Records of labeled points
^^^^

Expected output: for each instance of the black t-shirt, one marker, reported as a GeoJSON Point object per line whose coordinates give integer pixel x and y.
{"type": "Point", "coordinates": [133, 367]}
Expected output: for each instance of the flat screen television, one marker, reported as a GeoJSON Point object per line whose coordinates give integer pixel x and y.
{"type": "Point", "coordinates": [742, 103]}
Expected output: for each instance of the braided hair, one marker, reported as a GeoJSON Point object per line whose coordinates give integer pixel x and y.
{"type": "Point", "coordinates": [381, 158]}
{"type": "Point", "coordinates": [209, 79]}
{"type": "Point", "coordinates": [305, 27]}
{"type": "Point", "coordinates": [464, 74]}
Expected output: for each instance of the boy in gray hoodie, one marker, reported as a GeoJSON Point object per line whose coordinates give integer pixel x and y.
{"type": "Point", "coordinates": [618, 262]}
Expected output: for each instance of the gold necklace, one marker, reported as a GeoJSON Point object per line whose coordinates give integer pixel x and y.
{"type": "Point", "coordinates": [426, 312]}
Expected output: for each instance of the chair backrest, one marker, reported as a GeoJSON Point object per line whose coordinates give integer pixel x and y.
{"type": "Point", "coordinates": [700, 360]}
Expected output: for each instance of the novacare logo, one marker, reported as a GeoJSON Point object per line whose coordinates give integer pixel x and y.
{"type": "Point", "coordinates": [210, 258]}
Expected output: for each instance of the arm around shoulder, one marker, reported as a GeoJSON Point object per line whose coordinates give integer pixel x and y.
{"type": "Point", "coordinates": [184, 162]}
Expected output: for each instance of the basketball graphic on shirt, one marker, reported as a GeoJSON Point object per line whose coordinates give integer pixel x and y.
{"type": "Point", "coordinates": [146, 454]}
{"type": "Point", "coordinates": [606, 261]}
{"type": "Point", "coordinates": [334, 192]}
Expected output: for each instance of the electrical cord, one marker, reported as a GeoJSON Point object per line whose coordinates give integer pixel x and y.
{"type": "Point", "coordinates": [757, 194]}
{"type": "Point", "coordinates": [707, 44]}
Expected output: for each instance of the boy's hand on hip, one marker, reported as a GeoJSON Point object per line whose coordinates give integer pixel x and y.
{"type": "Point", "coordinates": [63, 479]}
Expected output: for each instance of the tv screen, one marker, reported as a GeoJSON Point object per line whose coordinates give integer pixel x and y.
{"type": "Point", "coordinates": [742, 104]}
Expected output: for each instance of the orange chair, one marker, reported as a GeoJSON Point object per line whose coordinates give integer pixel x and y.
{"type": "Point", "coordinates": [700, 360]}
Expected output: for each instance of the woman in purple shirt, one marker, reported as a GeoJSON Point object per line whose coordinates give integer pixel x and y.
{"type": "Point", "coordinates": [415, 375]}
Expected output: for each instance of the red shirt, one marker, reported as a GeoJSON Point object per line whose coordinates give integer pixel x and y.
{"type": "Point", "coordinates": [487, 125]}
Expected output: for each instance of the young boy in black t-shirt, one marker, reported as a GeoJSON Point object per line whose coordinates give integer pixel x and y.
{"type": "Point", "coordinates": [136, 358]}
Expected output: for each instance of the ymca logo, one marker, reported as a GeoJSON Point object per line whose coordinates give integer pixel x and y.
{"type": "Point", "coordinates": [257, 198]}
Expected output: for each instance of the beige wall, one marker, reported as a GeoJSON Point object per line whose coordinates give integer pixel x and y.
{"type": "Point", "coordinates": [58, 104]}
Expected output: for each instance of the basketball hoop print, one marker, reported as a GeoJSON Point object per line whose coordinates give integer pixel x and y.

^^^^

Required task -
Retype all the records, matching them exactly.

Task response -
Expected output: for each instance of the black t-shirt, one marker, reported as a GeoJSON Point object per line whose coordinates give integer pixel x and y.
{"type": "Point", "coordinates": [133, 367]}
Expected output: for each instance of the flat screen television, one marker, reported as a GeoJSON Point object per line whose coordinates give integer pixel x and y.
{"type": "Point", "coordinates": [742, 103]}
Expected output: for each instance of the braided hair, one marker, reported as a GeoJSON Point object per line whose coordinates give integer pixel x and y.
{"type": "Point", "coordinates": [381, 158]}
{"type": "Point", "coordinates": [209, 79]}
{"type": "Point", "coordinates": [305, 27]}
{"type": "Point", "coordinates": [464, 74]}
Expected output: for each instance of the boy in gray hoodie, one marker, reported as a GeoJSON Point object per line whose coordinates give integer pixel x and y.
{"type": "Point", "coordinates": [618, 262]}
Expected output: for each instance of the gold necklace, one marker, reported as a GeoJSON Point object per line whose coordinates give integer pixel x and y.
{"type": "Point", "coordinates": [426, 312]}
Expected output: for each instance of the chair backrest, one marker, reported as a GeoJSON Point object per line whose coordinates give integer pixel x and y.
{"type": "Point", "coordinates": [700, 360]}
Expected output: for each instance of the novacare logo, one marker, reported as a GeoJSON Point object per line whose coordinates give integer pixel x and y.
{"type": "Point", "coordinates": [210, 258]}
Expected output: for each instance of the arm around shoulder, one marker, reported as a GeoJSON Point object per line whose coordinates give integer pixel x and y.
{"type": "Point", "coordinates": [184, 162]}
Expected output: for each instance of the basketball graphic on shirt, one marker, reported as a GeoJSON Point object per line whose coordinates give integer pixel x and y.
{"type": "Point", "coordinates": [146, 454]}
{"type": "Point", "coordinates": [606, 261]}
{"type": "Point", "coordinates": [334, 192]}
Expected output: for each instance of the electrical cord, one marker, reported as a GeoJSON Point object per line whose coordinates give integer pixel x and y.
{"type": "Point", "coordinates": [757, 194]}
{"type": "Point", "coordinates": [707, 44]}
Expected output: for each instance of the boy's hand on hip, one marker, reported as a GeoJSON Point object per line whose coordinates give integer pixel x and y.
{"type": "Point", "coordinates": [63, 479]}
Expected output: for each instance of the tv screen, one marker, reported as a GeoJSON Point object per line whose coordinates give integer pixel x and y.
{"type": "Point", "coordinates": [742, 104]}
Expected output: for each instance of the orange chair, one marker, reported as a GeoJSON Point object per line whose coordinates give integer pixel x and y.
{"type": "Point", "coordinates": [700, 360]}
Expected output: for each instance of the woman in purple shirt, one marker, reported as a GeoJSON Point object per line whose coordinates give integer pixel x and y.
{"type": "Point", "coordinates": [415, 375]}
Expected output: for each instance of the red shirt, one marker, reported as a GeoJSON Point object per line whose coordinates give integer pixel x and y.
{"type": "Point", "coordinates": [487, 125]}
Expected output: for each instance of the young boy in black t-shirt, one marker, reported as a GeoJSON Point object per line whose coordinates give integer pixel x and y.
{"type": "Point", "coordinates": [136, 358]}
Expected output: for each instance of the ymca logo, one marker, reported as a GeoJSON Point object per line whose coordinates give integer pixel x and y.
{"type": "Point", "coordinates": [257, 198]}
Expected output: for each instance of the beige wall, one marker, reported as a GeoJSON Point object per line whose coordinates give integer pixel x and y.
{"type": "Point", "coordinates": [58, 104]}
Expected output: for each instance of the basketball hoop print, one marker, reported as a GeoJSON Point object per line whose coordinates give integer pixel x and y.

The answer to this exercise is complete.